**SOURCE MATERIAL**
╔══
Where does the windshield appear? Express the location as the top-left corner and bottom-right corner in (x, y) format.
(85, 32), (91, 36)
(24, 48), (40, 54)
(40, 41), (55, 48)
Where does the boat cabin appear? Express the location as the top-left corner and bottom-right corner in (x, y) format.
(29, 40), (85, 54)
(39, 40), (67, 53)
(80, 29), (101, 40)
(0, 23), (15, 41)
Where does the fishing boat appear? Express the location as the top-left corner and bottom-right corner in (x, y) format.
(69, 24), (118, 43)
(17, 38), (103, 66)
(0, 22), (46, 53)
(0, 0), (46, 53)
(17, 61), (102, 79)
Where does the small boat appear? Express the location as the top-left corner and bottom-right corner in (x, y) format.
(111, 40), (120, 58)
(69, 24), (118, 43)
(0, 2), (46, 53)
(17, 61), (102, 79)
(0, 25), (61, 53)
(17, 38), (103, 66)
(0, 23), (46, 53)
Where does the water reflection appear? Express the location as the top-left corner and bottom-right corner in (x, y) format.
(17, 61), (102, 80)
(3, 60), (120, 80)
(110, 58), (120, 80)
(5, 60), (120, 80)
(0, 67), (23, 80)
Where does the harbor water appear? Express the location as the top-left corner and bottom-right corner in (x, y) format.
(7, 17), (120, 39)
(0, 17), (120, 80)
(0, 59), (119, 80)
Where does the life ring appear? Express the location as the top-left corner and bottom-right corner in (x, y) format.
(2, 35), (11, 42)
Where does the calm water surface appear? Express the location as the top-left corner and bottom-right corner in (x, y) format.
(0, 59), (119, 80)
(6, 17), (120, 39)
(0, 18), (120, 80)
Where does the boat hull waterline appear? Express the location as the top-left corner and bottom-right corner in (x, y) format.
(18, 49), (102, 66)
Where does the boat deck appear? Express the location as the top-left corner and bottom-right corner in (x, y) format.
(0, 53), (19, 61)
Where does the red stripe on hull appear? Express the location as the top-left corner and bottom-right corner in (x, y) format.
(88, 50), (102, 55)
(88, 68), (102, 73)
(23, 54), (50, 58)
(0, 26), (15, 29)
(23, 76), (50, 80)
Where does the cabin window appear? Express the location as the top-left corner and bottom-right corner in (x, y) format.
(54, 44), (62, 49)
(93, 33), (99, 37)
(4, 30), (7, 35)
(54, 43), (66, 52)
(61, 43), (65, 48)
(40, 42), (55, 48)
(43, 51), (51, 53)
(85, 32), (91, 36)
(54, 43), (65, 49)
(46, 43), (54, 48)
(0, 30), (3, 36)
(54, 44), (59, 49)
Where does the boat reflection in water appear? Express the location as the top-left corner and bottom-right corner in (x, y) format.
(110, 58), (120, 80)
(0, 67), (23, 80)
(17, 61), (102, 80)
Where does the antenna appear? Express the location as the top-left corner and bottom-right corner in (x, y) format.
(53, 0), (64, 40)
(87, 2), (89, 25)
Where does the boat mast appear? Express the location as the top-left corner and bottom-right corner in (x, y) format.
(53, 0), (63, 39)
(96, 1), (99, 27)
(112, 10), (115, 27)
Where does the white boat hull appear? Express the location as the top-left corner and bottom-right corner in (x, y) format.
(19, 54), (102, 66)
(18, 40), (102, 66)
╚══
**REQUIRED ACTION**
Quote the whole listing above, leaving nothing out.

**TASK RESULT**
Where does the windshield appear? Express the location as the top-left corner and bottom-right corner in (x, y) format.
(85, 32), (91, 36)
(24, 48), (40, 54)
(40, 41), (55, 48)
Where does the boat cabin appear? Express the location as the top-left corner and bottom-right corner in (x, y) format.
(29, 40), (85, 54)
(39, 40), (67, 53)
(80, 29), (101, 40)
(0, 23), (15, 41)
Where does the fishing boat appear? Express the location as the top-left corner and bottom-right corner in (x, y) format.
(69, 24), (118, 43)
(17, 38), (103, 66)
(0, 22), (46, 53)
(0, 0), (46, 53)
(17, 61), (102, 79)
Where does the small boat appear? Express the location as the top-left corner and bottom-right corner in (x, y) format.
(111, 40), (120, 58)
(69, 24), (118, 43)
(0, 2), (46, 53)
(17, 61), (102, 79)
(0, 25), (61, 53)
(17, 38), (103, 66)
(0, 23), (46, 53)
Where does the water reflection appear? Express the location as the top-left corner and bottom-right corner in (x, y) format.
(17, 61), (102, 80)
(3, 60), (120, 80)
(110, 58), (120, 80)
(5, 60), (120, 80)
(0, 67), (23, 80)
Where does the harbor water appear? Express the location as the top-left corner and bottom-right corner in (x, y) format.
(7, 17), (120, 39)
(0, 17), (120, 80)
(0, 59), (119, 80)
Where does the life ring appear? Express the location as the top-left corner and bottom-right corner in (x, y) format.
(2, 35), (11, 42)
Where does the calm water surface appear? Express the location as the top-left corner and bottom-right corner in (x, y) format.
(0, 59), (119, 80)
(6, 17), (120, 39)
(0, 18), (120, 80)
Where does the boat hull waterline appear? Express the location as the top-left corner and bottom-right corner in (x, y) format.
(18, 49), (102, 66)
Where does the boat deck appear? Express the location as the top-left corner and bottom-right corner in (x, y) format.
(0, 53), (19, 61)
Where does the red stripe on hull appear? Express the location as the top-left corner and bottom-right corner in (x, y) format.
(88, 50), (102, 55)
(88, 68), (102, 73)
(23, 54), (50, 58)
(0, 26), (15, 29)
(23, 76), (50, 80)
Where does the cabin window appear? Express the location as the top-left corner and bottom-right corner in (x, y) format.
(54, 44), (62, 49)
(93, 33), (99, 37)
(4, 30), (7, 35)
(54, 43), (66, 52)
(61, 43), (65, 48)
(40, 42), (55, 48)
(43, 51), (51, 53)
(85, 32), (91, 36)
(54, 43), (65, 49)
(46, 43), (54, 48)
(0, 30), (3, 36)
(54, 44), (59, 49)
Where does the boat reflection in water appear? Express the location as the top-left corner and bottom-right corner in (x, y) format.
(110, 58), (120, 80)
(0, 67), (23, 80)
(17, 61), (102, 80)
Where does the antenna appear? Express the location as the top-left corner and bottom-right corner in (x, y) format.
(53, 0), (64, 40)
(87, 2), (89, 25)
Where does the boat mast appear? Express the location as the top-left corner and bottom-right corner in (x, y) format.
(53, 0), (63, 39)
(96, 1), (99, 27)
(112, 10), (115, 27)
Where does the white boat hull appear? Express the location as the top-left corner and bottom-right corner in (x, y) format.
(19, 54), (102, 66)
(18, 40), (102, 66)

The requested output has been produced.